### Records provided ###

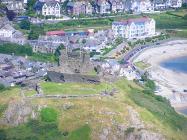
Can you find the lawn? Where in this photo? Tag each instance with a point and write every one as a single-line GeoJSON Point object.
{"type": "Point", "coordinates": [43, 57]}
{"type": "Point", "coordinates": [50, 88]}
{"type": "Point", "coordinates": [142, 65]}
{"type": "Point", "coordinates": [77, 119]}
{"type": "Point", "coordinates": [175, 21]}
{"type": "Point", "coordinates": [177, 33]}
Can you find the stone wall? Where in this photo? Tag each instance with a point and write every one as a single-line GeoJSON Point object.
{"type": "Point", "coordinates": [65, 77]}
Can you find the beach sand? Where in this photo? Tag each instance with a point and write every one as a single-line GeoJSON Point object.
{"type": "Point", "coordinates": [166, 79]}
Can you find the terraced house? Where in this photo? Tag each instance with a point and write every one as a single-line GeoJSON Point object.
{"type": "Point", "coordinates": [134, 28]}
{"type": "Point", "coordinates": [79, 7]}
{"type": "Point", "coordinates": [51, 8]}
{"type": "Point", "coordinates": [116, 6]}
{"type": "Point", "coordinates": [103, 6]}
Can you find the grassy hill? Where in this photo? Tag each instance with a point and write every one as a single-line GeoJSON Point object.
{"type": "Point", "coordinates": [88, 118]}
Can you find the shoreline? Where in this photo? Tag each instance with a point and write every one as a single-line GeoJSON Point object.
{"type": "Point", "coordinates": [171, 83]}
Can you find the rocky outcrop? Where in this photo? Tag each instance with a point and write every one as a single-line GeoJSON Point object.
{"type": "Point", "coordinates": [135, 130]}
{"type": "Point", "coordinates": [18, 112]}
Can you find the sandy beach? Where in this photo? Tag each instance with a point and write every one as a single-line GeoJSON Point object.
{"type": "Point", "coordinates": [171, 83]}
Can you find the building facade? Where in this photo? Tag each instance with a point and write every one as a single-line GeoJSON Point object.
{"type": "Point", "coordinates": [134, 28]}
{"type": "Point", "coordinates": [79, 7]}
{"type": "Point", "coordinates": [51, 9]}
{"type": "Point", "coordinates": [103, 6]}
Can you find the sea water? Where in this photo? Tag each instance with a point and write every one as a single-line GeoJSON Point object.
{"type": "Point", "coordinates": [176, 64]}
{"type": "Point", "coordinates": [179, 65]}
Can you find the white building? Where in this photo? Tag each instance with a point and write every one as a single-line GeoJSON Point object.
{"type": "Point", "coordinates": [134, 28]}
{"type": "Point", "coordinates": [51, 9]}
{"type": "Point", "coordinates": [174, 3]}
{"type": "Point", "coordinates": [141, 6]}
{"type": "Point", "coordinates": [6, 31]}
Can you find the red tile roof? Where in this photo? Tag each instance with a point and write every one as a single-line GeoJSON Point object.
{"type": "Point", "coordinates": [143, 19]}
{"type": "Point", "coordinates": [60, 32]}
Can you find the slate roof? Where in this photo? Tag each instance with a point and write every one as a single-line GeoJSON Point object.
{"type": "Point", "coordinates": [135, 20]}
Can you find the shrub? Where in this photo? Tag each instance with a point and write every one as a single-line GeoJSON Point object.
{"type": "Point", "coordinates": [25, 24]}
{"type": "Point", "coordinates": [2, 87]}
{"type": "Point", "coordinates": [185, 16]}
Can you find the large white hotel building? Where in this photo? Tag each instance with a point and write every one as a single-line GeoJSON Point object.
{"type": "Point", "coordinates": [134, 28]}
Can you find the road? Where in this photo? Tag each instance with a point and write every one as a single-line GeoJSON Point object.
{"type": "Point", "coordinates": [113, 52]}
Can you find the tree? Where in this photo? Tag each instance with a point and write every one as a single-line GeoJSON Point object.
{"type": "Point", "coordinates": [10, 14]}
{"type": "Point", "coordinates": [25, 24]}
{"type": "Point", "coordinates": [185, 16]}
{"type": "Point", "coordinates": [33, 35]}
{"type": "Point", "coordinates": [2, 87]}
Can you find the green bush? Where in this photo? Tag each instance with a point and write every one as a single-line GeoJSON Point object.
{"type": "Point", "coordinates": [2, 87]}
{"type": "Point", "coordinates": [25, 24]}
{"type": "Point", "coordinates": [9, 48]}
{"type": "Point", "coordinates": [48, 115]}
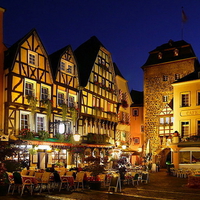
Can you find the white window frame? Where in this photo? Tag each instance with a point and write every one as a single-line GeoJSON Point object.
{"type": "Point", "coordinates": [63, 92]}
{"type": "Point", "coordinates": [35, 63]}
{"type": "Point", "coordinates": [69, 102]}
{"type": "Point", "coordinates": [182, 102]}
{"type": "Point", "coordinates": [45, 121]}
{"type": "Point", "coordinates": [33, 89]}
{"type": "Point", "coordinates": [49, 91]}
{"type": "Point", "coordinates": [29, 122]}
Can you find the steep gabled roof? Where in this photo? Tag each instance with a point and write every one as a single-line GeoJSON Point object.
{"type": "Point", "coordinates": [167, 50]}
{"type": "Point", "coordinates": [117, 71]}
{"type": "Point", "coordinates": [190, 77]}
{"type": "Point", "coordinates": [11, 53]}
{"type": "Point", "coordinates": [85, 55]}
{"type": "Point", "coordinates": [137, 98]}
{"type": "Point", "coordinates": [56, 57]}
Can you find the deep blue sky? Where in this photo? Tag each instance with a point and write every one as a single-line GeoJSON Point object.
{"type": "Point", "coordinates": [129, 29]}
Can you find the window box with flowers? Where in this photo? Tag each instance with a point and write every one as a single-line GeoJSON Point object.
{"type": "Point", "coordinates": [124, 104]}
{"type": "Point", "coordinates": [47, 103]}
{"type": "Point", "coordinates": [26, 134]}
{"type": "Point", "coordinates": [32, 100]}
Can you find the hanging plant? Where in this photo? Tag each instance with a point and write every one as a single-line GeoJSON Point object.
{"type": "Point", "coordinates": [47, 103]}
{"type": "Point", "coordinates": [64, 111]}
{"type": "Point", "coordinates": [32, 102]}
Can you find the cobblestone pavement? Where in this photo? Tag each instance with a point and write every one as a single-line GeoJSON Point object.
{"type": "Point", "coordinates": [161, 187]}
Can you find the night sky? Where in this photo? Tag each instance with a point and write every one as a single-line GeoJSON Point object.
{"type": "Point", "coordinates": [129, 29]}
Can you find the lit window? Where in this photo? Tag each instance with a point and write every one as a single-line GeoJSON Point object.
{"type": "Point", "coordinates": [198, 128]}
{"type": "Point", "coordinates": [185, 99]}
{"type": "Point", "coordinates": [32, 58]}
{"type": "Point", "coordinates": [69, 69]}
{"type": "Point", "coordinates": [176, 52]}
{"type": "Point", "coordinates": [161, 120]}
{"type": "Point", "coordinates": [61, 98]}
{"type": "Point", "coordinates": [44, 93]}
{"type": "Point", "coordinates": [198, 98]}
{"type": "Point", "coordinates": [177, 76]}
{"type": "Point", "coordinates": [185, 129]}
{"type": "Point", "coordinates": [165, 98]}
{"type": "Point", "coordinates": [71, 101]}
{"type": "Point", "coordinates": [135, 112]}
{"type": "Point", "coordinates": [29, 88]}
{"type": "Point", "coordinates": [24, 121]}
{"type": "Point", "coordinates": [159, 55]}
{"type": "Point", "coordinates": [165, 78]}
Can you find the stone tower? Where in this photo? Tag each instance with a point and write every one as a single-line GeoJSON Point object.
{"type": "Point", "coordinates": [165, 64]}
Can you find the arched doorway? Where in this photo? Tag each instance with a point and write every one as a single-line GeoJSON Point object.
{"type": "Point", "coordinates": [164, 157]}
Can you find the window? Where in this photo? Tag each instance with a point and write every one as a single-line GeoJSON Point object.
{"type": "Point", "coordinates": [71, 101]}
{"type": "Point", "coordinates": [165, 98]}
{"type": "Point", "coordinates": [185, 129]}
{"type": "Point", "coordinates": [165, 78]}
{"type": "Point", "coordinates": [70, 69]}
{"type": "Point", "coordinates": [32, 58]}
{"type": "Point", "coordinates": [41, 122]}
{"type": "Point", "coordinates": [177, 76]}
{"type": "Point", "coordinates": [61, 97]}
{"type": "Point", "coordinates": [176, 52]}
{"type": "Point", "coordinates": [198, 128]}
{"type": "Point", "coordinates": [25, 120]}
{"type": "Point", "coordinates": [135, 112]}
{"type": "Point", "coordinates": [66, 67]}
{"type": "Point", "coordinates": [29, 87]}
{"type": "Point", "coordinates": [159, 55]}
{"type": "Point", "coordinates": [44, 92]}
{"type": "Point", "coordinates": [198, 98]}
{"type": "Point", "coordinates": [185, 99]}
{"type": "Point", "coordinates": [95, 78]}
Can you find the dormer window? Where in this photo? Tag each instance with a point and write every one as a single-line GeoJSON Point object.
{"type": "Point", "coordinates": [176, 52]}
{"type": "Point", "coordinates": [32, 58]}
{"type": "Point", "coordinates": [159, 55]}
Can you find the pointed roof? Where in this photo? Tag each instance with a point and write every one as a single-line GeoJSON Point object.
{"type": "Point", "coordinates": [86, 55]}
{"type": "Point", "coordinates": [11, 53]}
{"type": "Point", "coordinates": [167, 50]}
{"type": "Point", "coordinates": [190, 77]}
{"type": "Point", "coordinates": [55, 59]}
{"type": "Point", "coordinates": [137, 98]}
{"type": "Point", "coordinates": [117, 71]}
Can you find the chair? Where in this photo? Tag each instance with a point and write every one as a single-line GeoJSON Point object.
{"type": "Point", "coordinates": [102, 178]}
{"type": "Point", "coordinates": [145, 177]}
{"type": "Point", "coordinates": [20, 184]}
{"type": "Point", "coordinates": [9, 180]}
{"type": "Point", "coordinates": [79, 179]}
{"type": "Point", "coordinates": [135, 179]}
{"type": "Point", "coordinates": [45, 181]}
{"type": "Point", "coordinates": [60, 180]}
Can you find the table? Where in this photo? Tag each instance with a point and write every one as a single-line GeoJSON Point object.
{"type": "Point", "coordinates": [193, 181]}
{"type": "Point", "coordinates": [69, 178]}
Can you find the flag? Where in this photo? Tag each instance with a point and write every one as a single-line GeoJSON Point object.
{"type": "Point", "coordinates": [184, 17]}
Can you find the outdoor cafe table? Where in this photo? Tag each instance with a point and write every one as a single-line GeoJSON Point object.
{"type": "Point", "coordinates": [193, 181]}
{"type": "Point", "coordinates": [69, 178]}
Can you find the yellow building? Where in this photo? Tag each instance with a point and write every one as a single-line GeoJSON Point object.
{"type": "Point", "coordinates": [123, 137]}
{"type": "Point", "coordinates": [165, 64]}
{"type": "Point", "coordinates": [187, 121]}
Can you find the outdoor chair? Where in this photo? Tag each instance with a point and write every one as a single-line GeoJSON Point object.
{"type": "Point", "coordinates": [60, 181]}
{"type": "Point", "coordinates": [135, 179]}
{"type": "Point", "coordinates": [145, 177]}
{"type": "Point", "coordinates": [19, 184]}
{"type": "Point", "coordinates": [79, 180]}
{"type": "Point", "coordinates": [45, 181]}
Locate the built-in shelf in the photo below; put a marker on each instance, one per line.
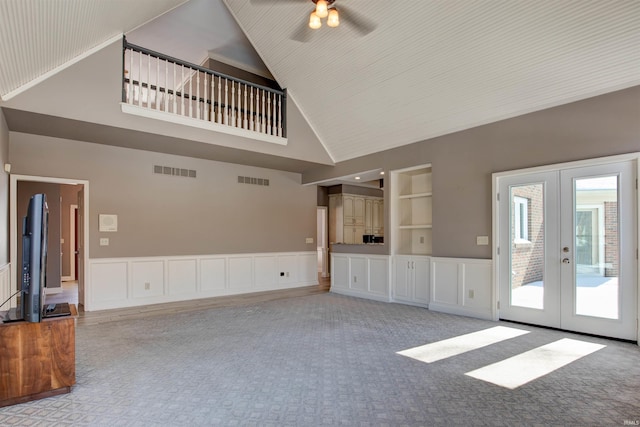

###

Task objective>
The required response consists solely of the lines from the line containing "Can you find the flag?" through the end of the listing, both ends included, copied exactly without pictures.

Solution for this problem>
Can you find the flag? Where in this photo? Tag each instance with a point and write every one as a single-line GeoJSON Point object.
{"type": "Point", "coordinates": [184, 17]}
Can you find the outdoor cafe table? Where in this photo? Tag each instance with a point and write every one as a single-line GeoJSON Point object.
{"type": "Point", "coordinates": [193, 181]}
{"type": "Point", "coordinates": [69, 178]}
Can you find the yellow building? Where in this photo? Tag each instance with a point and write every one as a single-line GeoJSON Point object.
{"type": "Point", "coordinates": [123, 137]}
{"type": "Point", "coordinates": [165, 64]}
{"type": "Point", "coordinates": [187, 121]}
Can you find the outdoor chair? Where in this photo? Tag each instance with a point and write every one as a single-line GeoJSON Point object.
{"type": "Point", "coordinates": [60, 181]}
{"type": "Point", "coordinates": [135, 179]}
{"type": "Point", "coordinates": [145, 177]}
{"type": "Point", "coordinates": [19, 184]}
{"type": "Point", "coordinates": [79, 180]}
{"type": "Point", "coordinates": [45, 181]}
Locate the built-in shelf in the photo below; put a marker on each instance, one per line.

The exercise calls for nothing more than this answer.